* _Поставленная задача 1_: Какую главу, по словам автора, он цитировал в отрывке о Мещоре?

* _Отрывок_:
--- --- ---
Появился Гайдар. Это он гудел... Ходил Гайдар на Поганое озеро, но не дошел — только посмотрел на него, забравшись на одинокую сосну. Поглядел — и пошел обратно. Его спросили — почему? «Очень страшное озеро,— ответил он.— Ну его к черту!» (стр. 235—236).
Дальше есть и описание Поганого озера, до которого рассказчик со спутниками добрался следующим летом: «Берега качались под ногами, как гамак. Под тощей травой стояла бездонная вода [...]. Вода в озере была черная. Со дна пузырями поднимался болотный газ» (стр. 236—237).
Я сейчас цитировал главу «Мшары». Многие названия глав создают впечатление систематического описания — своего рода путеводителя по Мещоре: «Лесные реки и каналы», «Леса», «Луга», «Еще о лугах». Характерна для Паустовского забота о читателе, который соблазнился бы походом по Мещоре или подобным густым лесам. Одна глава названа «Несколько слов о приметах». Это и забота о будущем путнике, и в какой-то мере агитация, призыв обогатить себя, свой эмоциональный мир, свое эстетическое чувство путешествием по обыкновенной земле. Мир примет бесконечно разнообразен — можно их находить, а можно и самому их создавать. Они бывают несложные, а бывают сложные и точные; бывают настоящие и не главные. «Приметы на дорогах — это не главные приметы. Настоящими приметами считаются те, которые определяют погоду и время». В городах приметы не нужны. «Огненную рябину заменяет эмалированная синяя табличка с названием улицы. Время узнается не по высоте солнца, не по положению созвездий и даже не по петушиным крикам, а по часам. Предсказания погоды передаются по радио. В городах большинство наших природных инстинктов погружается в спячку. Но стоит провести две-три ночи в лесу, и снова обостряется слух, зорче делается глаз, тоньше обоняние» (стр. 231). Обострение всех органов чувств, углубляющее восприятие, усиливающее его тонкость и точность,— одно из главных наслаждений путешественника, бродящего по лесам.
--- --- ---
* _Поставленная задача 2_: Перепишите, пожалуйста, без изменений строки списка от строки с "For the benchmark, point to the unripe" до конца списка, обе границы включительно.

(Записи с разметкой координат)
--- --- ---
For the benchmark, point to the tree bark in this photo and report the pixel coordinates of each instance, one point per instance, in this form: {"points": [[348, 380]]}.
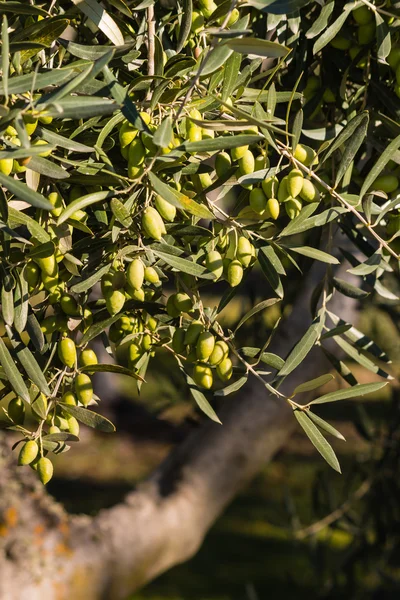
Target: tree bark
{"points": [[46, 554]]}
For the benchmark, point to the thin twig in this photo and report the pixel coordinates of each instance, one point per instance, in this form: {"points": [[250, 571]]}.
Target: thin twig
{"points": [[336, 514]]}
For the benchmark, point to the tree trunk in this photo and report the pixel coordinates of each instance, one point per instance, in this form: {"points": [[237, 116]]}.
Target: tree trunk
{"points": [[46, 554]]}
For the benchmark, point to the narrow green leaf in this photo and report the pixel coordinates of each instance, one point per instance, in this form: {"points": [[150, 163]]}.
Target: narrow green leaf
{"points": [[361, 389], [56, 139], [202, 401], [233, 387], [308, 386], [23, 192], [302, 348], [82, 202], [28, 361], [109, 368], [12, 373], [380, 164], [260, 306], [317, 439], [184, 265], [297, 224], [186, 24], [88, 417], [258, 47], [223, 142], [17, 217], [383, 41], [325, 426], [98, 328], [231, 72], [363, 360], [5, 58], [348, 289], [164, 134], [315, 254], [21, 302], [352, 146]]}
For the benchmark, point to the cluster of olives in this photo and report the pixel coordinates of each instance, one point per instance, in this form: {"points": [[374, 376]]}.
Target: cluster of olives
{"points": [[10, 166], [200, 347]]}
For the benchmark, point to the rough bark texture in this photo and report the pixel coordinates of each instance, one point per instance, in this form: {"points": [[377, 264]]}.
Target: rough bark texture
{"points": [[48, 555]]}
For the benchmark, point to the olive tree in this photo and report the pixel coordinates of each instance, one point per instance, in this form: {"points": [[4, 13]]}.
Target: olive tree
{"points": [[151, 154]]}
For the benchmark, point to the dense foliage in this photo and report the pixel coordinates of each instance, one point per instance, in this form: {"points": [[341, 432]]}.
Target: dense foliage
{"points": [[150, 152]]}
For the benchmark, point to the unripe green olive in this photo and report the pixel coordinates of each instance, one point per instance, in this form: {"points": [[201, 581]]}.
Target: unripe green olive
{"points": [[232, 19], [182, 302], [197, 22], [193, 332], [48, 265], [234, 273], [166, 210], [147, 342], [151, 275], [115, 302], [258, 200], [87, 357], [340, 42], [224, 369], [270, 186], [366, 33], [49, 324], [6, 165], [68, 397], [221, 351], [134, 353], [386, 183], [45, 470], [30, 123], [135, 274], [28, 453], [83, 388], [223, 163], [202, 376], [205, 180], [172, 310], [362, 15], [152, 223], [214, 263], [126, 134], [73, 425], [238, 153], [243, 251], [205, 345], [283, 192], [294, 182], [136, 152], [394, 57], [32, 274], [178, 340], [16, 410], [293, 207], [309, 192], [305, 155], [69, 305], [273, 208], [246, 163], [67, 352], [56, 200], [118, 280]]}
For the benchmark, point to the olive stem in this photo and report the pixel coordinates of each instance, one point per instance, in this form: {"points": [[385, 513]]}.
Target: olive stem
{"points": [[338, 197]]}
--- --- ---
* _Ответ на задание 1_: Главу «Мшары».

* _Ответ на задание 2_:
For the benchmark, point to the unripe green olive in this photo and report the pixel coordinates of each instance, one point per instance, in this form: {"points": [[201, 581]]}.
Target: unripe green olive
{"points": [[232, 19], [182, 302], [197, 22], [193, 332], [48, 265], [234, 273], [166, 210], [147, 342], [151, 275], [115, 302], [258, 200], [87, 357], [340, 42], [224, 369], [270, 186], [366, 33], [49, 324], [6, 165], [68, 397], [221, 351], [134, 353], [386, 183], [45, 470], [30, 123], [135, 274], [28, 453], [83, 388], [223, 163], [202, 376], [205, 180], [172, 310], [362, 15], [152, 223], [214, 263], [126, 134], [73, 425], [238, 153], [243, 251], [205, 345], [283, 192], [294, 182], [136, 152], [394, 57], [32, 274], [178, 340], [16, 410], [293, 207], [309, 192], [305, 155], [69, 305], [273, 208], [246, 163], [67, 352], [56, 200], [118, 280]]}
For the benchmark, point to the olive stem in this photo and report the pixel coordinates of each instance, one point per instance, in this form: {"points": [[385, 513]]}.
Target: olive stem
{"points": [[338, 197]]}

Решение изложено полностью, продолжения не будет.